Shift every bounding-box coordinate in the answers by -78 while reproducing the listing, requests included, beginning at the line that contains "Your task is to find white baseball pants" and continuing through the end of the listing. Leave the numbers in the requests and their format samples unchanged.
================
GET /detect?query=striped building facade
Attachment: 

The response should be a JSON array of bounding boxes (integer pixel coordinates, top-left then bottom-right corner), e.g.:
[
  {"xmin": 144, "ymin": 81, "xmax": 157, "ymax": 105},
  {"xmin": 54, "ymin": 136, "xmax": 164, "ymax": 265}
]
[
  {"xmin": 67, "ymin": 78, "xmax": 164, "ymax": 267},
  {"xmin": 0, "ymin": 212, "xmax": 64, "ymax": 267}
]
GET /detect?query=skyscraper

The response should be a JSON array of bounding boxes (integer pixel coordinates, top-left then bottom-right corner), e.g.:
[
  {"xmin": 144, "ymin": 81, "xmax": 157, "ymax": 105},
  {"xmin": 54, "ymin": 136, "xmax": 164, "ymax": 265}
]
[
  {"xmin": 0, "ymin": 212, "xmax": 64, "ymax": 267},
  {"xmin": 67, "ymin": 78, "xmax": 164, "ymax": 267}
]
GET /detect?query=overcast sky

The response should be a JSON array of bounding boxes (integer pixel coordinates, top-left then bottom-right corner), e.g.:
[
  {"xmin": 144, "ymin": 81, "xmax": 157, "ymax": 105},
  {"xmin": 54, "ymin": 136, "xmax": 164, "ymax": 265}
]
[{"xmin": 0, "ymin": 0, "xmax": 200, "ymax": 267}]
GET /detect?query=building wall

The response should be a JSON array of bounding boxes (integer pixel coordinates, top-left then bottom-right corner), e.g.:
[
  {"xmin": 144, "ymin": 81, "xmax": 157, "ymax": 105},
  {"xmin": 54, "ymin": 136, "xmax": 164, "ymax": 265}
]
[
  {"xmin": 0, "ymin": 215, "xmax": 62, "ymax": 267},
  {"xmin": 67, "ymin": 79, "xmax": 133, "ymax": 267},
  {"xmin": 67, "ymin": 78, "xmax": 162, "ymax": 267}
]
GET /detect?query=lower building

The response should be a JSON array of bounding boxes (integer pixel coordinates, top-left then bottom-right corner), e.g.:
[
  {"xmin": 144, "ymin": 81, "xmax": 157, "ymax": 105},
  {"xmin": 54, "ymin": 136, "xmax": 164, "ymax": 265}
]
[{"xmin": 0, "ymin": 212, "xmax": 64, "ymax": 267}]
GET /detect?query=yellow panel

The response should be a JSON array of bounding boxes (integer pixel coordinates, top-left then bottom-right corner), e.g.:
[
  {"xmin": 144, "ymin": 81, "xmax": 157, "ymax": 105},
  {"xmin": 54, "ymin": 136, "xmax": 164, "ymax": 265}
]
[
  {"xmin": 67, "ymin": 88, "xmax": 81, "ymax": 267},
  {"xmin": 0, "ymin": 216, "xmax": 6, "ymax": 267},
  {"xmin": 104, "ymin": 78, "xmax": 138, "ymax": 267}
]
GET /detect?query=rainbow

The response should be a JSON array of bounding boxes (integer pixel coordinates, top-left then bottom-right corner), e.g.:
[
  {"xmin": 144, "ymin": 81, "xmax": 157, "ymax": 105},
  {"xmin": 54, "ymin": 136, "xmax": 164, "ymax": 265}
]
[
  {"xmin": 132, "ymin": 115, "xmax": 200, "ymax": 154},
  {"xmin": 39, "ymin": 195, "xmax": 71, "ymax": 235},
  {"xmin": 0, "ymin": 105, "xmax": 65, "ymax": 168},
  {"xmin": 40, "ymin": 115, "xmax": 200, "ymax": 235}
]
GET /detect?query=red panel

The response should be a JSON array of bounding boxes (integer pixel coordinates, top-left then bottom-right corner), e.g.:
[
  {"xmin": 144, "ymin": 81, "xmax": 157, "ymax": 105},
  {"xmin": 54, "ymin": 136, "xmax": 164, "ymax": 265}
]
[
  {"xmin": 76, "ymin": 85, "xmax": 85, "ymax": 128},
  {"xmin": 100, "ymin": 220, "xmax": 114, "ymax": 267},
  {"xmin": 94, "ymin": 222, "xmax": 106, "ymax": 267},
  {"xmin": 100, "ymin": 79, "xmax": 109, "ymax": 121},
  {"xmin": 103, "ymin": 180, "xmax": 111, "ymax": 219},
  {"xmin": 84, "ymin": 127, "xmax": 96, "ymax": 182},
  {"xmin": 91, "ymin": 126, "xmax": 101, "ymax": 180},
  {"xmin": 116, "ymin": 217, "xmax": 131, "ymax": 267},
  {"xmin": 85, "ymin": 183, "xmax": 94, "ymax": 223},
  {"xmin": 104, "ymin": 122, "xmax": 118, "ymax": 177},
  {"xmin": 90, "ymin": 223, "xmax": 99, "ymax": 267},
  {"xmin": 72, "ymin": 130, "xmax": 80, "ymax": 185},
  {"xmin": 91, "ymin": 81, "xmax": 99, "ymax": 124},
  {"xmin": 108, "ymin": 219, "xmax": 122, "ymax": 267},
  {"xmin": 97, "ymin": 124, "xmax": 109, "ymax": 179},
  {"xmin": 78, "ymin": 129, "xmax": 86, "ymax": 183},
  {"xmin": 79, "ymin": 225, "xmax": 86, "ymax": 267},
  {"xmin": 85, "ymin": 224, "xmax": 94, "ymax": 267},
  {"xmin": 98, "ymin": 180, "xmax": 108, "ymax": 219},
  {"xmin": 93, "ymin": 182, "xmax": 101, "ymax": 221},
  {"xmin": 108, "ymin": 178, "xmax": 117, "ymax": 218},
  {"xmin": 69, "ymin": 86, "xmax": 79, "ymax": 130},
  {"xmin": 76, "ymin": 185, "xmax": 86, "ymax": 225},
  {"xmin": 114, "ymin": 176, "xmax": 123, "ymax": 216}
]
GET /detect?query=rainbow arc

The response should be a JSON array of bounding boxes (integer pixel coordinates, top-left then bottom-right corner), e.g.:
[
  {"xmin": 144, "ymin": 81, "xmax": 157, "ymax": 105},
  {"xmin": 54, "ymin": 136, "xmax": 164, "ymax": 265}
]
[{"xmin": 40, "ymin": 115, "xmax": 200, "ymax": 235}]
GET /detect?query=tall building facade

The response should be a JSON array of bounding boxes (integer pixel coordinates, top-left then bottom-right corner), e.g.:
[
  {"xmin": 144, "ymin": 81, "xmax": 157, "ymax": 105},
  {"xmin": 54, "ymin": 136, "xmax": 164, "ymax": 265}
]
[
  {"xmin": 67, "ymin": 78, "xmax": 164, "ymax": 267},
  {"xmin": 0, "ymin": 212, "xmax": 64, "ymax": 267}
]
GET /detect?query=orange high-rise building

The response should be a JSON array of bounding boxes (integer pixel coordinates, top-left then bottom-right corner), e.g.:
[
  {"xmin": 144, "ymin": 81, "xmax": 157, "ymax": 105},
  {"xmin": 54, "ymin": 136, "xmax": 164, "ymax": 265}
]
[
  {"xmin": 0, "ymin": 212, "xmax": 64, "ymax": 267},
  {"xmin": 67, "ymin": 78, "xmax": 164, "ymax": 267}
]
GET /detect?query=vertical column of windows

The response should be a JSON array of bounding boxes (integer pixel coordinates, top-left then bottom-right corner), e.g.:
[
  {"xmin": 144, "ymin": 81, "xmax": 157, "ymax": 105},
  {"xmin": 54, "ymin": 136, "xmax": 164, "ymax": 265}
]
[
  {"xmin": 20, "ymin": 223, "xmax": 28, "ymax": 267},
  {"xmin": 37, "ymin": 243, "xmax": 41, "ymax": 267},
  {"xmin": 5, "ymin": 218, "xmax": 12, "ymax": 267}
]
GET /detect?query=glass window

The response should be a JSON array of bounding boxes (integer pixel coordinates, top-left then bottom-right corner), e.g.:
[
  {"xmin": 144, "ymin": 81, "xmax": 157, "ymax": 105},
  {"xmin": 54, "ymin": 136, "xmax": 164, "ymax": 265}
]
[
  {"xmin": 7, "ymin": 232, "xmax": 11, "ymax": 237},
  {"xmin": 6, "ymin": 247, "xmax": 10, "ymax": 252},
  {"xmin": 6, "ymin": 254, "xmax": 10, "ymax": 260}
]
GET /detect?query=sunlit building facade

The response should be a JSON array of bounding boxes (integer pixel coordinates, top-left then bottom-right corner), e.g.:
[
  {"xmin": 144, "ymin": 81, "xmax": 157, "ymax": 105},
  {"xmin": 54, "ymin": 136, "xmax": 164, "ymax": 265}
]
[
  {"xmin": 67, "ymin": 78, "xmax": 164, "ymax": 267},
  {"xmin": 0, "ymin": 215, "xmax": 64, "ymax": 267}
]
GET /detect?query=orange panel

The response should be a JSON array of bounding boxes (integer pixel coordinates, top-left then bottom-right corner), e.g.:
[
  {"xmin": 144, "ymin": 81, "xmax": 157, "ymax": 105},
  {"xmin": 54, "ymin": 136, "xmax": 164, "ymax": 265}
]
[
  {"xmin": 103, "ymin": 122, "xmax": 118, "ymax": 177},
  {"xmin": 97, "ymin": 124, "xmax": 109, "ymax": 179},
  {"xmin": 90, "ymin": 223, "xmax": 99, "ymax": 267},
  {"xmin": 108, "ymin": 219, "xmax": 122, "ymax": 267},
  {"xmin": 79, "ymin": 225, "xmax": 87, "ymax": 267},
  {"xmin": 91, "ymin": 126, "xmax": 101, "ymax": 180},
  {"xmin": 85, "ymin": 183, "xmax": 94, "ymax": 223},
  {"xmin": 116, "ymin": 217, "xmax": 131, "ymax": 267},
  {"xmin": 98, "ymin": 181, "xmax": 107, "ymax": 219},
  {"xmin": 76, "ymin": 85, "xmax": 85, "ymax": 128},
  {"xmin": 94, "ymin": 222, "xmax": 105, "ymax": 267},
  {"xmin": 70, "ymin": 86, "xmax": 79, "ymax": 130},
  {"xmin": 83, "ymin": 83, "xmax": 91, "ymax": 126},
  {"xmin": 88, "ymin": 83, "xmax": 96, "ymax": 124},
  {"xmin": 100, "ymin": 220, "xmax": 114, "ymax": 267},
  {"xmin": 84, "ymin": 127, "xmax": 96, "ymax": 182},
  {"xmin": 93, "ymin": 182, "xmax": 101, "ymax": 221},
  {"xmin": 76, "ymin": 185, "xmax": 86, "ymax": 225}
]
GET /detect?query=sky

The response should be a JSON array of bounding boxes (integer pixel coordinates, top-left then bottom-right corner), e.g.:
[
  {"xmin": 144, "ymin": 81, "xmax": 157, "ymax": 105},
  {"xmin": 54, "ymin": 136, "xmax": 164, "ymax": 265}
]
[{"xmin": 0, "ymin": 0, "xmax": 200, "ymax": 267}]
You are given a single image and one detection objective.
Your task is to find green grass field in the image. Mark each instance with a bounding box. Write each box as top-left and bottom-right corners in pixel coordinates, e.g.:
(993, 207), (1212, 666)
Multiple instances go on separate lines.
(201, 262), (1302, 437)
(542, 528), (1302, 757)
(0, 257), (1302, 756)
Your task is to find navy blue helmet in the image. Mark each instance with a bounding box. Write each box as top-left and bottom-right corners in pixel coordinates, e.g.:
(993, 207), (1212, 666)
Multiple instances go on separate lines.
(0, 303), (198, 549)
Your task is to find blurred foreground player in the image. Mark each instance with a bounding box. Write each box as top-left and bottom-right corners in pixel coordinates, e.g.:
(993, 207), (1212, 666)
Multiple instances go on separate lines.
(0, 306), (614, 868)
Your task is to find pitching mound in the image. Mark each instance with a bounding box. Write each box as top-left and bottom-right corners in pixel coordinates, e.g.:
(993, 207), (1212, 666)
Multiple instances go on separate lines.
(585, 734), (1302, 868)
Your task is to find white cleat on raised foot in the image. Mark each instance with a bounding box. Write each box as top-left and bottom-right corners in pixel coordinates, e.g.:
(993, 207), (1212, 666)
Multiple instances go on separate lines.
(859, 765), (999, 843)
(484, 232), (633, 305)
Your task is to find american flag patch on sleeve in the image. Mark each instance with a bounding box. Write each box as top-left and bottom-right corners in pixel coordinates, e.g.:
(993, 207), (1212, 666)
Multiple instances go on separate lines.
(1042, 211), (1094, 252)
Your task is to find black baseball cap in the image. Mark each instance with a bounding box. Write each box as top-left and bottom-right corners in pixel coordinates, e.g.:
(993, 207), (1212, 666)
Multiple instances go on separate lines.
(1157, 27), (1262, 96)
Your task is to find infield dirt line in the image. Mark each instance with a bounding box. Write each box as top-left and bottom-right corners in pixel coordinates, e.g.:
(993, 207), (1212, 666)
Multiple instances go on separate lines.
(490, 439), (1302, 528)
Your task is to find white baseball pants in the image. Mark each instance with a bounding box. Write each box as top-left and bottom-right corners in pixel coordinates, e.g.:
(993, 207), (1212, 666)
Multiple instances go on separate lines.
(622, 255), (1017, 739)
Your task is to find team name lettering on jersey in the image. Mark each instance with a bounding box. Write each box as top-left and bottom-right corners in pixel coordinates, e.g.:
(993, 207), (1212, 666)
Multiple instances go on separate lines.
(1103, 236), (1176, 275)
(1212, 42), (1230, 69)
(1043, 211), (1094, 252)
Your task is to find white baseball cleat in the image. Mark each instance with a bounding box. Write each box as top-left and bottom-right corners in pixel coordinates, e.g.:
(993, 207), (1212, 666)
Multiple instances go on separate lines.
================
• [THE COMPLETED TASK]
Your task is to find white baseball pants in the image. Mark each instance with a bounding box. Write each box as top-left and bottom-right corners in pixel coordinates, e.g.:
(993, 207), (1212, 666)
Multiple instances go on separate lines.
(544, 177), (939, 661)
Your task is to find team name lettering on jersey in the image. Mark each instance with a bounding box. Write each box as top-left and bottom-right corners in pixel coordinates, e.g.:
(993, 207), (1212, 666)
Multiple instances go on separate lines.
(1025, 158), (1098, 197)
(1134, -36), (1152, -9)
(965, 133), (1016, 174)
Your task is to find white baseball cleat in the image. Mark each instance with a bounding box. Write each box as top-left and bottom-right corners in pixel coordinates, e.g.:
(993, 207), (1212, 666)
Multiple instances go on separate lines.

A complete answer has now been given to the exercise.